## Prompt
The data below should be printed in full, exactly, and without any of its images.

## Records for this task
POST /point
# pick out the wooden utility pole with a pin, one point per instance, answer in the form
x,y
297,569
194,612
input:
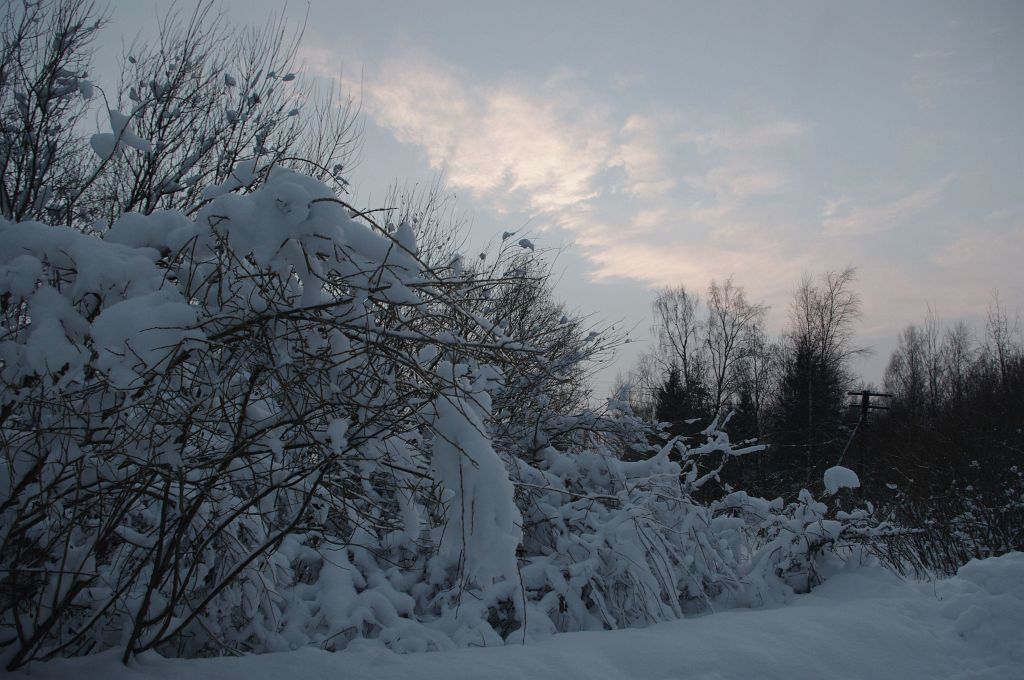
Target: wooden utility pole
x,y
865,407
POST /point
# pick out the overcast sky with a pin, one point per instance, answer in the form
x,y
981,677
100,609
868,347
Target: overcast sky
x,y
674,142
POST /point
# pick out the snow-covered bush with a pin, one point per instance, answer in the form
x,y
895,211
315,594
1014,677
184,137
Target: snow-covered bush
x,y
247,418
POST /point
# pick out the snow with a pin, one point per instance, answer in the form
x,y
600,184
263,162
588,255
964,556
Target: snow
x,y
863,623
840,477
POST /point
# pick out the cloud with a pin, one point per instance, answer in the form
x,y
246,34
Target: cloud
x,y
503,142
738,180
732,137
845,217
643,155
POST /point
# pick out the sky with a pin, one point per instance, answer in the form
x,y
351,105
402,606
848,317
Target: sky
x,y
666,143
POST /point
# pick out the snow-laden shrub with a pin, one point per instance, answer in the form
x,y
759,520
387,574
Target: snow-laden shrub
x,y
272,425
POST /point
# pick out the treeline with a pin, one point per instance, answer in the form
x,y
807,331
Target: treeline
x,y
240,415
941,450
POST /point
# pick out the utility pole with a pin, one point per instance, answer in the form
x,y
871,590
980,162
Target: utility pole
x,y
865,406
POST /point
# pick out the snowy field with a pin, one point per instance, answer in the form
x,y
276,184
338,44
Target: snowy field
x,y
862,623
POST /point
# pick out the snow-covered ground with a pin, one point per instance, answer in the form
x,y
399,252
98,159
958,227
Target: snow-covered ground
x,y
862,623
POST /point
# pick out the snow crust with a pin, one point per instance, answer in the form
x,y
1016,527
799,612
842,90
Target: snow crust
x,y
840,477
863,623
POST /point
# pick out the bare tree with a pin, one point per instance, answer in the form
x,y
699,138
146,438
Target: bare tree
x,y
731,325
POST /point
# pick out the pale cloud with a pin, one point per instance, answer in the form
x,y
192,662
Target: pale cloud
x,y
738,180
644,155
543,149
731,137
847,217
502,142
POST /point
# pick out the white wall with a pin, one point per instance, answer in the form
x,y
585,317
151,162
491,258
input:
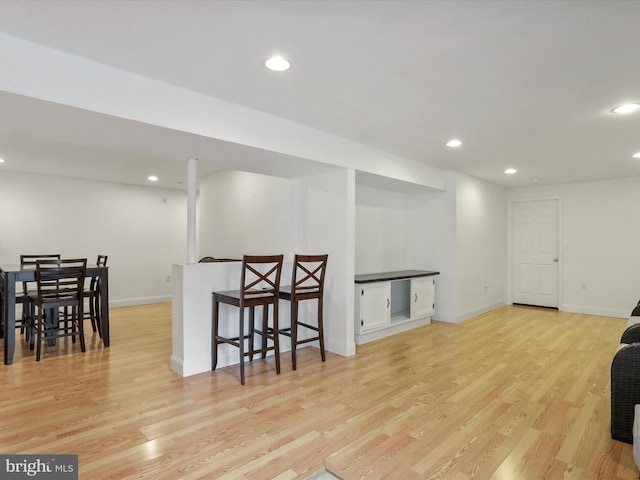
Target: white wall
x,y
460,233
599,229
141,229
381,234
244,213
481,246
325,212
431,227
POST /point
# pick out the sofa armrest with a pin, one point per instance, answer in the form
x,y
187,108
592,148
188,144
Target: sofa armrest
x,y
631,333
625,391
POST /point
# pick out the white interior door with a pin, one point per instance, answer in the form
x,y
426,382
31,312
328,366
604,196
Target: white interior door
x,y
535,253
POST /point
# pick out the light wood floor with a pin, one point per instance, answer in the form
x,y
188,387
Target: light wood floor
x,y
518,393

## Output of the exercise
POST /point
# pick out the wooden utility pole with a pin, one point per instance, answer in the form
x,y
297,569
194,612
input:
Target: wooden utility pole
x,y
865,407
POST /point
# pick out the overcast sky with a pin, one point per instance, answer in the form
x,y
981,677
100,609
868,347
Target: overcast sky
x,y
674,142
POST /point
# pick out the snow-covered bush with a pin, one point per instance, answer in the form
x,y
895,211
315,594
1014,677
184,137
Target: snow-covered bush
x,y
247,418
POST /point
# pick out the snow with a pin, one point per instance, answer in the form
x,y
600,184
263,162
588,255
964,556
Target: snow
x,y
863,623
840,477
POST /point
# pick out the cloud with a pin, one point per instance, answer in the form
x,y
246,34
Target: cloud
x,y
503,142
738,180
732,137
845,217
643,155
POST /point
# pick out the sky with a pin, one point per instance, answer in the form
x,y
351,105
402,606
848,317
Target: sky
x,y
666,143
POST /point
# pick out the snow-laden shrub with a pin, one point per instance, answer in the form
x,y
759,520
387,574
Target: snow-laden shrub
x,y
272,425
POST /point
# pick out the treeline with a pin, one point per instance, answer in the form
x,y
807,331
Target: treeline
x,y
240,415
941,450
POST /point
# pick out the utility pole with a pin, one point per instance, answer in the form
x,y
871,590
980,162
Target: utility pole
x,y
865,406
POST /point
# pick out the snowy field with a pin, one point per instance, answer in the form
x,y
276,184
338,44
Target: snowy field
x,y
862,623
POST /point
# pick out the snow-covered ground with a pin, one point per instance, answer in the form
x,y
399,252
98,159
958,227
Target: snow-covered ground
x,y
862,623
POST /point
# pick out the snow crust with a pin, one point per instance, answer in the form
x,y
1016,527
799,612
842,90
Target: snow crust
x,y
840,477
863,623
POST /point
# pick out the bare tree with a pin, one point per instance, answer in the form
x,y
699,138
146,438
Target: bare tree
x,y
731,325
POST /point
# pick out the pale cloud with a pin, one point per instance, answer in the form
x,y
192,662
Target: pale cloud
x,y
738,180
644,155
543,149
731,137
847,217
502,142
POST /point
# pick out the white wall with a pin, one point per instance, answer in the form
x,y
585,317
151,162
491,258
input:
Target: white wall
x,y
460,233
599,229
141,229
381,234
244,213
481,246
325,212
431,227
POST /point
# pick out the sofa armrest with a pin, one point per instance, answer in the form
x,y
187,108
592,148
188,144
Target: sofa armrest
x,y
631,333
625,391
POST /point
# pick out the white interior door with a pin, one point per instance, answer in the form
x,y
426,382
31,312
328,366
604,196
Target: white interior door
x,y
535,253
POST /point
# pick out the light wood floor with a pin, one point per instance, answer in the form
x,y
188,387
Target: light wood floor
x,y
518,393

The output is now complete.